▶ [OBJECTIVE]
Emit a verbatim copy of the lines running from the line with "Return the outline of every instance of the bearded" through the end of the material below.

▶ [SOURCE DATA]
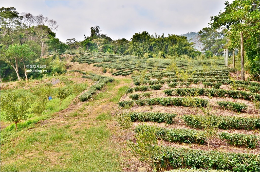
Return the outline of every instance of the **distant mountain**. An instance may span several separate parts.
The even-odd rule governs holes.
[[[185,34],[182,34],[180,36],[184,36],[187,37],[187,39],[189,40],[191,38],[192,39],[195,38],[197,36],[198,34],[199,34],[198,32],[189,32]]]
[[[191,42],[194,43],[194,45],[195,46],[194,48],[198,51],[201,51],[201,48],[200,48],[199,47],[201,47],[203,48],[203,47],[202,47],[201,43],[198,38],[198,34],[199,32],[192,32],[185,34],[182,34],[180,36],[186,36],[187,37],[187,39],[188,40],[189,40],[191,39],[191,40],[190,41]]]

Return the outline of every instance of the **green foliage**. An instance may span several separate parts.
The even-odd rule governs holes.
[[[49,96],[52,95],[53,93],[53,90],[51,87],[47,85],[41,87],[34,92],[34,93],[43,100],[48,100]]]
[[[60,108],[59,109],[58,117],[60,116],[60,112],[61,110],[61,102],[63,100],[66,99],[70,94],[70,93],[68,91],[68,90],[66,90],[62,87],[60,85],[56,93],[56,96],[61,100],[60,102]]]
[[[168,124],[174,122],[176,114],[160,112],[132,112],[129,113],[133,121],[165,122]]]
[[[58,56],[56,56],[55,59],[50,63],[52,75],[57,75],[66,73],[67,70],[65,68],[65,62],[61,60]]]
[[[134,156],[147,164],[146,167],[147,171],[148,166],[152,166],[155,161],[153,158],[158,154],[159,147],[152,127],[146,125],[144,127],[145,130],[138,132],[135,136],[136,144],[130,142],[128,143]]]
[[[219,101],[217,104],[224,109],[226,109],[237,112],[241,112],[242,110],[246,110],[248,106],[244,103],[235,103],[228,101]]]
[[[202,82],[202,84],[206,88],[208,87],[210,87],[212,88],[216,88],[218,89],[222,85],[222,83],[219,82]]]
[[[59,54],[65,52],[68,46],[60,40],[59,38],[54,38],[50,39],[47,42],[49,46],[49,51],[53,51]]]
[[[176,86],[178,85],[178,82],[173,82],[168,84],[168,86],[171,88],[176,88]]]
[[[185,107],[206,106],[209,101],[204,99],[197,98],[157,98],[119,102],[120,106],[129,107],[133,106],[135,102],[140,106],[160,105],[164,106],[172,105]]]
[[[108,82],[113,82],[114,80],[114,78],[111,77],[104,77],[93,73],[88,75],[83,75],[82,77],[83,78],[90,79],[93,81],[98,81],[98,82],[92,86],[88,91],[79,97],[79,98],[81,101],[86,101],[92,97],[93,94],[96,93],[97,90],[101,90],[106,83]]]
[[[217,132],[220,122],[218,117],[214,115],[214,113],[211,112],[211,109],[208,107],[206,109],[202,108],[202,110],[204,114],[204,116],[203,118],[198,118],[197,119],[201,124],[201,127],[204,129],[205,136],[208,142],[208,147],[209,149],[210,140]]]
[[[205,95],[221,97],[229,97],[234,99],[243,98],[245,100],[258,100],[259,94],[240,90],[226,90],[224,89],[207,88],[174,88],[166,90],[163,92],[167,95],[172,94],[180,96]]]
[[[204,120],[205,117],[199,115],[185,115],[182,118],[187,126],[195,128],[203,129],[200,121]],[[260,128],[259,118],[242,118],[237,116],[216,116],[214,117],[219,123],[218,128],[220,129],[254,130]],[[214,125],[217,124],[213,124]]]
[[[115,120],[124,129],[129,129],[133,125],[131,117],[128,113],[119,113],[116,116]]]
[[[147,92],[142,93],[142,96],[145,97],[146,98],[150,98],[151,97],[151,95],[152,94],[152,92]]]
[[[139,97],[139,95],[137,94],[132,94],[129,95],[129,98],[132,100],[136,100]]]
[[[232,171],[258,171],[259,154],[221,152],[187,148],[163,147],[154,158],[156,169],[195,167]],[[211,171],[210,170],[210,171]]]
[[[134,100],[126,100],[120,101],[118,103],[120,107],[124,107],[129,108],[134,106]]]
[[[33,105],[32,112],[38,116],[41,115],[46,108],[47,101],[46,100],[38,100]]]
[[[169,129],[155,126],[148,127],[153,131],[159,139],[170,142],[200,144],[205,139],[203,132],[189,129]],[[145,125],[137,126],[135,130],[137,133],[146,132],[147,127]]]
[[[106,73],[107,71],[107,68],[104,67],[103,67],[102,68],[102,71],[103,73]]]
[[[160,90],[161,88],[162,85],[161,84],[155,84],[150,86],[150,88],[152,90]]]
[[[217,56],[223,54],[223,47],[228,42],[224,37],[224,32],[218,31],[210,27],[204,27],[199,32],[199,41],[204,48],[206,57],[209,58],[213,54]]]
[[[8,93],[1,97],[0,107],[5,112],[4,118],[8,121],[14,123],[17,130],[17,123],[29,118],[28,110],[32,100],[30,98],[17,91]]]
[[[229,143],[234,146],[244,146],[254,149],[258,145],[259,136],[253,134],[245,134],[220,133],[219,134],[220,139],[225,139]]]
[[[259,28],[259,2],[258,1],[238,1],[230,4],[225,2],[225,11],[210,17],[212,27],[226,28],[226,35],[230,40],[229,47],[239,48],[241,32],[244,37],[244,50],[249,60],[249,71],[257,80],[259,80],[260,37]]]
[[[91,98],[92,94],[95,93],[96,91],[96,90],[94,88],[92,88],[80,95],[79,99],[81,101],[86,101],[88,99]]]

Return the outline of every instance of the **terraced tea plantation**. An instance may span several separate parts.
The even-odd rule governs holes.
[[[259,83],[230,78],[223,60],[67,53],[74,62],[113,69],[114,75],[132,74],[134,85],[119,102],[122,112],[116,115],[125,129],[133,123],[139,137],[135,149],[135,141],[139,149],[145,144],[138,138],[145,136],[148,143],[147,133],[156,136],[157,146],[145,151],[151,153],[149,158],[133,149],[154,169],[260,170]]]

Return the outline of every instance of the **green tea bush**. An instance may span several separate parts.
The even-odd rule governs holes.
[[[139,94],[133,94],[129,95],[129,98],[132,100],[137,100],[139,98]]]
[[[156,169],[196,168],[232,171],[259,171],[259,154],[221,152],[163,147],[154,158]],[[210,170],[210,171],[211,171]]]
[[[178,82],[176,82],[169,83],[168,84],[168,86],[172,88],[176,88],[176,87],[178,85]]]
[[[150,98],[151,97],[151,95],[152,93],[152,92],[144,93],[142,93],[142,95],[144,97],[145,97],[147,98]]]
[[[217,89],[219,88],[220,86],[222,85],[222,84],[220,82],[202,82],[202,84],[205,88],[210,87],[213,88]]]
[[[134,105],[134,100],[126,100],[120,101],[118,103],[120,107],[124,107],[126,108],[129,108]]]
[[[224,89],[216,89],[200,88],[184,88],[168,89],[163,91],[167,95],[171,90],[174,95],[180,96],[205,95],[221,97],[229,97],[233,98],[243,98],[250,100],[260,100],[259,94],[240,90],[226,90]],[[167,94],[166,94],[167,93]],[[172,94],[173,94],[172,93]]]
[[[158,138],[170,142],[203,144],[205,142],[203,132],[189,129],[168,129],[155,126],[149,127],[155,132]],[[135,131],[137,132],[145,132],[147,128],[146,125],[139,125],[136,126]]]
[[[217,104],[224,109],[226,109],[239,112],[242,110],[246,110],[248,107],[244,103],[235,103],[228,101],[218,101]]]
[[[203,129],[200,118],[204,118],[199,115],[184,115],[182,118],[188,126],[194,128]],[[231,129],[254,130],[259,128],[259,118],[243,118],[237,116],[216,116],[219,124],[218,128],[224,130]]]
[[[259,137],[253,134],[245,134],[221,133],[219,134],[220,139],[225,139],[230,145],[238,146],[242,146],[254,149],[258,145]]]
[[[165,122],[168,124],[174,122],[176,114],[160,112],[132,112],[129,113],[133,121],[153,122],[161,123]]]
[[[150,88],[152,90],[158,90],[160,89],[161,87],[161,84],[155,84],[150,86]]]
[[[138,100],[135,101],[133,100],[131,102],[131,104],[135,102],[140,106],[145,105],[160,105],[164,106],[173,105],[176,106],[181,106],[185,107],[202,107],[206,106],[209,103],[207,100],[198,98],[173,98],[158,97]],[[119,104],[120,106],[124,107],[124,105],[128,106],[129,101],[123,101],[120,102]]]

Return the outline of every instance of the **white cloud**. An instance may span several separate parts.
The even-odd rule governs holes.
[[[113,39],[129,40],[146,31],[180,35],[208,27],[210,17],[224,10],[225,1],[1,1],[1,6],[17,11],[41,14],[56,21],[55,32],[62,41],[82,40],[90,28],[98,25]]]

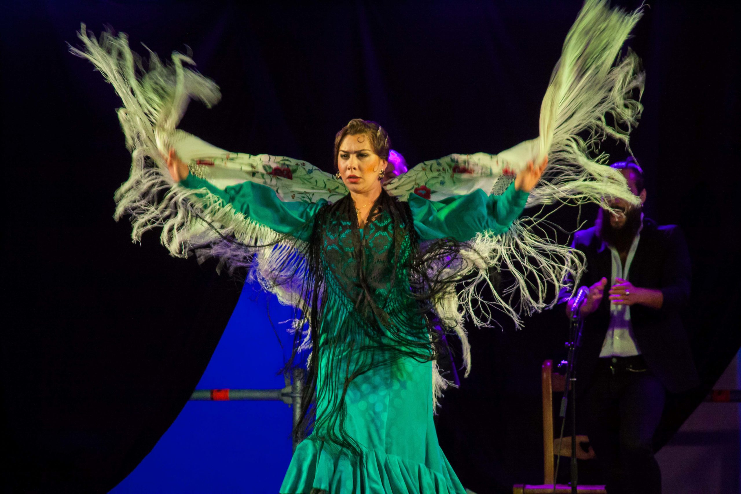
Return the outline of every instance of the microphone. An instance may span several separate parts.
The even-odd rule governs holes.
[[[576,314],[578,316],[579,309],[582,307],[584,302],[587,301],[587,297],[589,296],[589,287],[582,287],[578,290],[576,293],[571,298],[573,301],[571,302],[571,313]]]

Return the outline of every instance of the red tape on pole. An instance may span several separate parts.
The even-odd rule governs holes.
[[[211,390],[211,399],[214,401],[228,401],[229,390]]]
[[[731,401],[731,390],[713,390],[710,393],[711,401],[726,403]]]

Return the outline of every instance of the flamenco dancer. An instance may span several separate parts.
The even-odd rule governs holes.
[[[433,422],[448,384],[436,366],[445,337],[462,341],[468,373],[464,317],[487,325],[498,309],[519,324],[520,314],[557,301],[547,293],[558,293],[567,276],[578,284],[583,255],[551,241],[537,215],[519,218],[525,206],[637,201],[607,156],[589,152],[605,136],[627,144],[641,112],[631,99],[642,88],[638,59],[619,57],[639,16],[587,1],[536,139],[425,161],[385,183],[391,146],[378,124],[356,119],[337,133],[334,176],[282,156],[227,152],[176,128],[190,99],[211,105],[219,97],[213,81],[184,67],[190,59],[174,53],[165,64],[152,53],[144,71],[125,35],[99,41],[83,25],[84,48],[73,53],[124,102],[133,161],[116,218],[132,215],[135,241],[161,227],[173,256],[247,266],[296,307],[288,366],[308,369],[294,430],[303,441],[280,493],[465,492]],[[512,284],[482,298],[496,270]]]

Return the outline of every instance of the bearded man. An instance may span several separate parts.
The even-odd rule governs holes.
[[[589,287],[576,375],[607,491],[659,494],[652,439],[666,393],[699,382],[679,317],[689,298],[689,253],[679,227],[644,216],[640,167],[631,160],[612,167],[641,206],[615,201],[618,214],[600,210],[594,226],[574,237],[572,247],[586,255],[582,281]]]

▶ [FINAL ANSWER]
Return the outline of every instance of the bearded man. An instance may span several separate parts.
The even-odd rule governs holes.
[[[589,287],[576,375],[607,491],[659,494],[652,439],[666,393],[699,382],[679,317],[689,298],[689,253],[679,227],[644,216],[640,167],[631,160],[612,167],[641,206],[615,201],[618,214],[600,210],[594,226],[574,237],[572,247],[586,255],[582,281]]]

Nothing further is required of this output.